== To do ==
Return all of the entries exactly, with nothing added or left out.

>>

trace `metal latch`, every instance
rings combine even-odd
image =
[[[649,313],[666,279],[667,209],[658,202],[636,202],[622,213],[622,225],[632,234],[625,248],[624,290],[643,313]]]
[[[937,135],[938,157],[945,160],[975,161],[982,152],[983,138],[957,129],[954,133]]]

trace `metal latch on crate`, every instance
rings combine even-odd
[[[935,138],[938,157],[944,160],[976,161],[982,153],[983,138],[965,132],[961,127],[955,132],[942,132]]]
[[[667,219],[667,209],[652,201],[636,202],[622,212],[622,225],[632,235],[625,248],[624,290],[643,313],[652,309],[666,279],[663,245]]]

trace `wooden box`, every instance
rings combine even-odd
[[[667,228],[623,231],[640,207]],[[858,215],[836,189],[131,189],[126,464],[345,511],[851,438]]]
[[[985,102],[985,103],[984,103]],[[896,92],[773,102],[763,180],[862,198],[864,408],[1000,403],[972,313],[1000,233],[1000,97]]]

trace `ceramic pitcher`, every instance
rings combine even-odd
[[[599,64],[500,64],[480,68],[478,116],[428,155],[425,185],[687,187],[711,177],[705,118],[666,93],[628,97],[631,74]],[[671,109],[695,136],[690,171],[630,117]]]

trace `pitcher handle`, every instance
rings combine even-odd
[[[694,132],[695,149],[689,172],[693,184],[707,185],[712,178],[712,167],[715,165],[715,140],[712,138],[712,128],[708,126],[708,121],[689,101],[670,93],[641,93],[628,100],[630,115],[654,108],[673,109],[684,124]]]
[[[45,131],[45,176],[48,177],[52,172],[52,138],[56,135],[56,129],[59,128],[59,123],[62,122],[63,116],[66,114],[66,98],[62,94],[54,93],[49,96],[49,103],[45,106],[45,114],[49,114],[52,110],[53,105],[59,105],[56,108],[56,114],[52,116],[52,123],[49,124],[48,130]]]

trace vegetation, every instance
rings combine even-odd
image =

<<

== Response to the exercise ==
trace `metal latch`, every instance
rings combine even-odd
image =
[[[649,313],[666,279],[667,209],[658,202],[636,202],[622,213],[622,225],[632,234],[625,248],[624,290],[643,313]]]
[[[937,135],[938,157],[945,160],[975,161],[982,152],[983,138],[957,129],[954,133]]]

trace `metal latch on crate`, every instance
rings combine even-odd
[[[935,138],[938,157],[944,160],[976,161],[982,153],[983,138],[965,132],[961,127],[955,132],[942,132]]]
[[[667,219],[667,209],[652,201],[636,202],[622,212],[622,225],[632,235],[625,248],[624,290],[643,313],[652,309],[666,279],[663,245]]]

trace `wooden box`, every instance
rings combine even-odd
[[[667,228],[623,231],[640,207]],[[858,215],[836,189],[131,189],[126,464],[345,511],[851,438]]]
[[[985,102],[985,103],[984,103]],[[896,92],[773,102],[763,180],[862,198],[864,408],[1000,403],[972,313],[1000,233],[1000,97]]]

trace `ceramic pitcher`, every instance
rings combine even-odd
[[[599,64],[500,64],[480,68],[478,116],[428,155],[425,185],[687,187],[711,177],[705,118],[666,93],[628,97],[631,74]],[[671,109],[695,136],[690,171],[630,117]]]

trace `pitcher handle`, every instance
rings combine even-odd
[[[694,132],[695,149],[689,172],[693,184],[707,185],[712,178],[712,167],[715,165],[715,140],[712,138],[712,128],[708,126],[708,121],[689,101],[670,93],[641,93],[628,100],[630,115],[654,108],[673,109],[684,124]]]
[[[45,131],[45,176],[48,177],[52,172],[52,138],[56,135],[56,129],[59,128],[59,123],[62,122],[63,116],[66,114],[66,98],[62,94],[54,93],[49,96],[49,103],[45,106],[45,114],[49,114],[52,110],[53,105],[59,105],[56,108],[56,114],[52,116],[52,123],[49,124],[48,130]]]

trace vegetation, every instance
rings combine even-odd
image =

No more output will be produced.